SELECTED PASSAGE »
──────────

Family of ray-finned fishes

Bembropidae is a family of marine ray-finned fishes in the order Perciformes, native to the Atlantic, Indian, and Pacific Oceans.

==Taxonomy==
They were formerly placed within the family Percophidae within the now-defunct order Trachiniformes. More recent phylogenetic studies have placed both these families within different clades in the Perciformes: the Percophidae are most closely related to Antarctic icefishes in the Notothenioidei, while the Bembropidae are more closely related to true perches, groupers and seabasses within the Percoidei.

──────────

DATASET ENTRIES »
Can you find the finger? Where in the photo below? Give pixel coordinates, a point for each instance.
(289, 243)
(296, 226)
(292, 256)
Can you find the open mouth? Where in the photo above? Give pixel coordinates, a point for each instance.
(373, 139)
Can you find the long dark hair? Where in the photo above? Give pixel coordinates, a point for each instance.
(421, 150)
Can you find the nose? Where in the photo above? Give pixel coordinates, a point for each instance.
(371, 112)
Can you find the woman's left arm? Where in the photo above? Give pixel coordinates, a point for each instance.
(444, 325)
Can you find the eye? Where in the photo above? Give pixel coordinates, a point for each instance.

──────────

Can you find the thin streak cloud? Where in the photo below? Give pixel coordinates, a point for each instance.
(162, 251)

──────────

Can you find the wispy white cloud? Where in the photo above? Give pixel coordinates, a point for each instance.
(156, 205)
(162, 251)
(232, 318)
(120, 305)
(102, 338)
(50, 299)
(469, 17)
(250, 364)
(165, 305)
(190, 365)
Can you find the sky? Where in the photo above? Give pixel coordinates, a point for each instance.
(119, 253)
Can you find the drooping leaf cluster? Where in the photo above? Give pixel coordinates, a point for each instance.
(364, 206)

──────────

EXERCISE GOAL » Continue the passage on the Bembropidae fish family from its last sentence.

ANSWER SECTION »
=== Genera ===
There are two genera within the family:

- Bembrops Steindachner, 1876
- Chrionema Gilbert, 1905

== Description ==
The species in the family Bembropidae are elongated, benthic fishes with an anteriorly depressed head, a broad flat snout which gives rise to the common name duckbills. The mouth is large with a prognathous lower jaw and exposed maxilla. They have large closely placed eyes. There are two spines on the opercula and one on subopercula. They have tiny conical teeth on the mandibles and on the vomer and palatine bones. There are two dorsal fins an anterior dorsal fin with 6 slender spines and a posterior dorsal fin with 13 to 18 soft rays, the pelvic fins have 1 weak spine and 5 branched rays and these are positioned anteriorly to the pectoral fins with their bases widely separated. The anal fin has only 15 to 25 soft rays and the pectoral fins have between 20 and 28 rays. They body is covered in ctenoid scales and the lateral line curves underneath the anterior dorsal fin to below the middle of the flank with the 2 or 3 scales nearest the head being keeled. They are generally brownish in colour with indistinct dark blotches along the body. They are benthic, carnivorous fish which are found at depths of 100-600 m. They are relatively small and uncommon and are of no interest to fisheries.